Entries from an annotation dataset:

***

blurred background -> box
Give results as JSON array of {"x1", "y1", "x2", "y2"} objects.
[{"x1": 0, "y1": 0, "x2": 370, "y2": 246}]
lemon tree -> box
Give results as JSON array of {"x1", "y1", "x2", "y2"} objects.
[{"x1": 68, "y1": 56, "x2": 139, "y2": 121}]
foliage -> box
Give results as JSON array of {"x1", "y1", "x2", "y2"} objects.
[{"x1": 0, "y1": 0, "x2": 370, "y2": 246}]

***

Work instructions: Rescale the entries from the line with "foliage -> box" through the end of the entries, and reproduce each line, requests included. Multiply every coordinate in the answers by 2.05 and round to whole numbers, with halves rounded up.

Solution below:
foliage -> box
Give results as JSON array of {"x1", "y1", "x2", "y2"} objects.
[{"x1": 0, "y1": 0, "x2": 759, "y2": 504}]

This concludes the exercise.